Data section Start Marker
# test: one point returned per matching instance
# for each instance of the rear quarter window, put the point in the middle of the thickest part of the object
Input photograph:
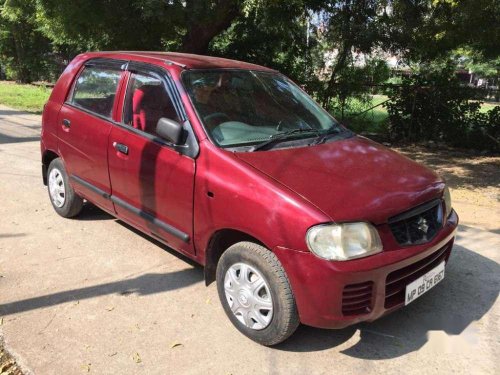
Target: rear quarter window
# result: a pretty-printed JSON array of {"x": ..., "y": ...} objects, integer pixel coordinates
[{"x": 95, "y": 90}]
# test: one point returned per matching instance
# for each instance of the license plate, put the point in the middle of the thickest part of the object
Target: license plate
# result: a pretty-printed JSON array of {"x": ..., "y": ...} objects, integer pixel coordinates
[{"x": 424, "y": 283}]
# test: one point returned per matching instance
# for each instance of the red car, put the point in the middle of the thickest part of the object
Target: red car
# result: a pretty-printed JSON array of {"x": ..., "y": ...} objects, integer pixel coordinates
[{"x": 297, "y": 218}]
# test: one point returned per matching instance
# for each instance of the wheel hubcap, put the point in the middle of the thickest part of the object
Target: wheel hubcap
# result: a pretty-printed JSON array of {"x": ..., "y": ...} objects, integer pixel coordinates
[
  {"x": 56, "y": 187},
  {"x": 248, "y": 296}
]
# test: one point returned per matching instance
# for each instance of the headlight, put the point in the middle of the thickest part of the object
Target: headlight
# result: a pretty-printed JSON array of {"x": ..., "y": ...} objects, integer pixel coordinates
[
  {"x": 343, "y": 241},
  {"x": 447, "y": 202}
]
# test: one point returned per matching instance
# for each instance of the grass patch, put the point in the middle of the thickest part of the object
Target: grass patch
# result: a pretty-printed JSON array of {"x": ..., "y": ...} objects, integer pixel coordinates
[
  {"x": 28, "y": 98},
  {"x": 372, "y": 121}
]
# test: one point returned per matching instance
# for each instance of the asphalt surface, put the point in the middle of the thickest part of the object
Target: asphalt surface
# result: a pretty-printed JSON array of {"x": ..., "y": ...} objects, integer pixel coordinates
[{"x": 91, "y": 295}]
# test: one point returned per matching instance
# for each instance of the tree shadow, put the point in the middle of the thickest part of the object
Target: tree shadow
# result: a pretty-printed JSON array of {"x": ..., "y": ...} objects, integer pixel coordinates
[
  {"x": 461, "y": 169},
  {"x": 4, "y": 139},
  {"x": 469, "y": 290},
  {"x": 143, "y": 285}
]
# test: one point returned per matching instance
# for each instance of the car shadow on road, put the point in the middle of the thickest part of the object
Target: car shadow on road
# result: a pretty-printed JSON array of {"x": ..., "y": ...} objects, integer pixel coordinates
[
  {"x": 147, "y": 284},
  {"x": 469, "y": 290},
  {"x": 93, "y": 213}
]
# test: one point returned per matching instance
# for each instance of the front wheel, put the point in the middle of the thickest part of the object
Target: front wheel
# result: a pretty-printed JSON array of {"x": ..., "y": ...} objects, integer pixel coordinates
[
  {"x": 256, "y": 294},
  {"x": 62, "y": 196}
]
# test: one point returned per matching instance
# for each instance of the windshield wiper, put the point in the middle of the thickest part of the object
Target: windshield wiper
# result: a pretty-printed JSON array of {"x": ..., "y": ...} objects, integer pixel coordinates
[
  {"x": 278, "y": 137},
  {"x": 323, "y": 137}
]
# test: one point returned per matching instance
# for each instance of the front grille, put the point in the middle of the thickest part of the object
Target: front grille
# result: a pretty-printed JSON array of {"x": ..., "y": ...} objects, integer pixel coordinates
[
  {"x": 396, "y": 282},
  {"x": 357, "y": 298},
  {"x": 419, "y": 225}
]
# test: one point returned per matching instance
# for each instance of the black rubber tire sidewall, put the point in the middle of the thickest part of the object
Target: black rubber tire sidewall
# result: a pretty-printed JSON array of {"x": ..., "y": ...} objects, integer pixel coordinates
[
  {"x": 73, "y": 203},
  {"x": 285, "y": 318}
]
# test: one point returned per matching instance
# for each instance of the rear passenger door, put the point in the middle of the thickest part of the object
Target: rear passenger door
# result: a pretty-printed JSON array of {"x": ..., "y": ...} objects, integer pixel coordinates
Data section End Marker
> _Directions for this task_:
Using the material above, tally each line where the word "front" appears. Reply with the total only.

> _Solution for this task_:
4